* **Work request**: The answer should consist of all the entries, repeated word for word.

* **Extracted entries**:
──────────

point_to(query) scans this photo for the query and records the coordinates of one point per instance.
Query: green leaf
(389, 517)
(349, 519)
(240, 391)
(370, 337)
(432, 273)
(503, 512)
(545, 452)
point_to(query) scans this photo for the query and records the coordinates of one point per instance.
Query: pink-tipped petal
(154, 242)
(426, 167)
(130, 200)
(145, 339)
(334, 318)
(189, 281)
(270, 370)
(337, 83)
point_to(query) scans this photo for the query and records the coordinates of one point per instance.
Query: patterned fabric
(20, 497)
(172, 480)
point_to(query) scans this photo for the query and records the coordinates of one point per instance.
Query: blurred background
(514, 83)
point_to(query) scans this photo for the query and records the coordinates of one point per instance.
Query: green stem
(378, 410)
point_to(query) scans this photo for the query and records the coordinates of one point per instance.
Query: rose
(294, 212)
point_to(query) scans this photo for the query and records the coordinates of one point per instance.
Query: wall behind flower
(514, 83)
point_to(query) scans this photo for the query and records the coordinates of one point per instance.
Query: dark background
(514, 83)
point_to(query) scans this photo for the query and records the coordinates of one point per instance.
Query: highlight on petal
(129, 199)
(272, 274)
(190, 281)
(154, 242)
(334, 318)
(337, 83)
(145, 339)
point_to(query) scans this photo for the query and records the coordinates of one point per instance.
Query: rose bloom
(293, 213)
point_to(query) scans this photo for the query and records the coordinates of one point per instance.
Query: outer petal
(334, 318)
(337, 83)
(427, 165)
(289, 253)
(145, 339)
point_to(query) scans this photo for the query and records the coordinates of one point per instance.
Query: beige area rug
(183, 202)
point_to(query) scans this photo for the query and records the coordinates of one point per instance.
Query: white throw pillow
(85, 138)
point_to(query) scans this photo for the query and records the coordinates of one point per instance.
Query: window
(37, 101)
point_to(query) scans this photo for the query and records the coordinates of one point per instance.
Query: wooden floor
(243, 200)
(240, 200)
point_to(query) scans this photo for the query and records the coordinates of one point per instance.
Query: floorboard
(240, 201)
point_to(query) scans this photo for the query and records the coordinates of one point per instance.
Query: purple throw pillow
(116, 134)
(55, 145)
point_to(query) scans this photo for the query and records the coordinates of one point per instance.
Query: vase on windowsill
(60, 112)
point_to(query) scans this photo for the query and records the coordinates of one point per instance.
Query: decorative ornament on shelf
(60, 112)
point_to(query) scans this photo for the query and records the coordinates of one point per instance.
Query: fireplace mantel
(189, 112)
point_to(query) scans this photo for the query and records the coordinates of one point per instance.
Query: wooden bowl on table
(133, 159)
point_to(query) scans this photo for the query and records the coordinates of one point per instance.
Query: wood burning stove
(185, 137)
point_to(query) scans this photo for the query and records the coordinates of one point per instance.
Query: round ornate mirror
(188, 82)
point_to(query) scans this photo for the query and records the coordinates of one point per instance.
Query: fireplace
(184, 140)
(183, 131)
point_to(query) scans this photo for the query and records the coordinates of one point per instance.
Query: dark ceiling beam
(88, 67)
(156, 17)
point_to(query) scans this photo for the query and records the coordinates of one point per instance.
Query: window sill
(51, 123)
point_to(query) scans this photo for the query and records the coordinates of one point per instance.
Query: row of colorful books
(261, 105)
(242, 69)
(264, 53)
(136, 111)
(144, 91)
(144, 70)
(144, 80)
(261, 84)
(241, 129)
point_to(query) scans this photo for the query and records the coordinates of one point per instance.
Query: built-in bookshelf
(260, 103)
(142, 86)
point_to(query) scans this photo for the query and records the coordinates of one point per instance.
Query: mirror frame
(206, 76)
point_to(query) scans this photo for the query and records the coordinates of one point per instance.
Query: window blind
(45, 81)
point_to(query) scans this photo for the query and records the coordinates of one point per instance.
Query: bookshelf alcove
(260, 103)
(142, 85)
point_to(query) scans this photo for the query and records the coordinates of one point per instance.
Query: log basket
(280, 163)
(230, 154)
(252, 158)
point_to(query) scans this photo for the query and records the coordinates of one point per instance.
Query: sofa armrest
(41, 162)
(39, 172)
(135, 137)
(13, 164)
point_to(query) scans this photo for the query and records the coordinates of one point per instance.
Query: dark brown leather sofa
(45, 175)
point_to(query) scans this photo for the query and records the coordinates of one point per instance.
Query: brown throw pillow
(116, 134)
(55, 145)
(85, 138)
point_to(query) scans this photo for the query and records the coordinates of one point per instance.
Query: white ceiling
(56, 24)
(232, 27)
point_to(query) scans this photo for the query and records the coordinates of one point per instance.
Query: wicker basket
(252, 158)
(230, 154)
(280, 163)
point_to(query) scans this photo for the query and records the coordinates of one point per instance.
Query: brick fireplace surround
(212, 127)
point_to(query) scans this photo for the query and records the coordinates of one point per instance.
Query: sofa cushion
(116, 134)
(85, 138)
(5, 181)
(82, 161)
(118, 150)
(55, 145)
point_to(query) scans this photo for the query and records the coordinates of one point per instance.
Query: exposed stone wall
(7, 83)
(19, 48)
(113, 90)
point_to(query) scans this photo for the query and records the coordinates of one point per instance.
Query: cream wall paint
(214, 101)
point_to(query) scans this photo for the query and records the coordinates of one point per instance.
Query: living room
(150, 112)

──────────

* **Exercise result**:
point_to(query) scans this photo for the query and records the coordinates of one point per instance.
Query: green leaf
(389, 517)
(349, 519)
(240, 391)
(370, 337)
(432, 273)
(503, 512)
(545, 452)
point_to(query) scans this photo for the query and records the coordinates of one point per instance.
Query: pink-tipped petal
(154, 242)
(426, 167)
(130, 200)
(145, 339)
(334, 318)
(189, 281)
(270, 370)
(337, 83)
point_to(query) scans this photo for the query and records the coordinates of one point per instance.
Query: patterned fabric
(20, 497)
(172, 480)
point_to(query) scans this photo for the query and records the coordinates of one point per instance.
Query: blurred background
(514, 83)
point_to(query) scans this photo for the query and records the coordinates of one point per instance.
Query: green stem
(378, 410)
point_to(query) scans this photo for the query and records the coordinates of one point per instance.
Query: rose
(294, 212)
point_to(query) scans this photo for the query and records the coordinates of one point per instance.
Query: wall behind flower
(514, 83)
point_to(query) scans this photo for the query and records the coordinates of one point per instance.
Query: dark background
(514, 83)
point_to(query) scans this photo for the query and records the coordinates of one point per instance.
Query: highlight on petal
(129, 199)
(272, 274)
(190, 281)
(154, 242)
(334, 318)
(337, 83)
(145, 339)
point_to(query) scans this photo for the query and records the coordinates of one point per instance.
Query: rose bloom
(293, 213)
point_to(query) scans this photo for the query and records the coordinates of one point per instance.
Query: outer petal
(334, 318)
(337, 83)
(427, 165)
(289, 253)
(145, 339)
point_to(query) scans this photo for the query and records the coordinates of one point per instance.
Query: beige area rug
(183, 202)
point_to(query) scans this photo for the query and records the coordinates of one point per instance.
Query: white throw pillow
(85, 138)
point_to(query) scans this photo for the query and records the coordinates of one point per instance.
Query: window
(37, 101)
point_to(query) scans this photo for the query and records the coordinates of one point per instance.
Query: wooden floor
(243, 200)
(240, 200)
point_to(query) scans this photo for the query and records the coordinates of one point per instance.
Query: floorboard
(240, 201)
point_to(query) scans this photo for the query and records the coordinates of one point per instance.
Query: purple throw pillow
(116, 134)
(55, 145)
point_to(query) scans this photo for the query and records the coordinates of one point per instance.
Query: vase on windowsill
(60, 112)
point_to(query) scans this photo for the query and records the coordinates of one point per instance.
Query: decorative ornament on shelf
(60, 112)
point_to(query) scans this photo for the query and records the coordinates of one point per instance.
Query: fireplace mantel
(189, 112)
point_to(query) scans this photo for the query and records the coordinates of one point per instance.
Query: wooden bowl on table
(133, 159)
point_to(query) scans this photo for the query and records the coordinates of one point per instance.
Query: wood burning stove
(185, 137)
point_to(query) scans this photo for the query and records the coordinates of one point per instance.
Query: round ornate mirror
(188, 82)
point_to(query) scans this photo for the query and records the coordinates of one point per instance.
Query: fireplace
(184, 140)
(183, 131)
point_to(query) scans this photo for the query and records the coordinates of one point per instance.
Query: dark ceiling beam
(88, 67)
(156, 17)
point_to(query) scans this photo for the query and records the coordinates of one point per instance.
Query: window sill
(51, 123)
point_to(query) scans this photo for the query and records the coordinates of one point per instance.
Query: row of colorful books
(261, 105)
(242, 69)
(264, 53)
(136, 111)
(144, 91)
(144, 70)
(144, 80)
(261, 84)
(241, 129)
point_to(query) scans this photo for the query and records the coordinates of one point per instance.
Query: built-in bookshelf
(260, 103)
(142, 86)
point_to(query) scans this photo for the query and records the coordinates of one point per instance.
Query: mirror frame
(206, 76)
point_to(query) scans this photo for the query and records the coordinates of one point per instance.
Query: window blind
(45, 81)
point_to(query) scans this photo for the query and records the coordinates of one point per instance.
Query: bookshelf alcove
(260, 103)
(142, 85)
point_to(query) scans this photo for the query and records the coordinates of one point per instance.
Query: log basket
(280, 163)
(230, 154)
(252, 158)
point_to(query) scans this photo for the query and records the coordinates of one point per instance.
Query: sofa armrest
(41, 162)
(39, 172)
(135, 137)
(13, 164)
point_to(query) scans this photo for the query and records the coordinates of one point per instance.
Query: dark brown leather sofa
(45, 175)
point_to(query) scans this photo for the query and records the coordinates of one point per instance.
Query: brown throw pillow
(116, 134)
(55, 145)
(85, 138)
point_to(query) scans this photo for the query and records the coordinates of one point per instance.
Query: white ceiling
(56, 24)
(232, 27)
point_to(query) scans this photo for the query and records the coordinates of one point per instance.
Query: wicker basket
(252, 158)
(230, 154)
(280, 163)
point_to(query) scans this photo for the query and records the coordinates of one point per instance.
Query: brick fireplace surround
(212, 127)
point_to(query) scans this photo for the query and records the coordinates of one point per instance.
Query: sofa cushion
(116, 134)
(85, 138)
(5, 181)
(82, 161)
(118, 150)
(55, 145)
point_to(query) scans this photo for the query and records the coordinates of one point per instance.
Query: exposed stone wall
(7, 83)
(19, 48)
(113, 90)
point_to(query) scans this photo for the query and records the coordinates of one point per instance.
Query: cream wall paint
(214, 101)
point_to(query) scans this photo for the query and records the coordinates of one point per instance.
Query: living room
(150, 112)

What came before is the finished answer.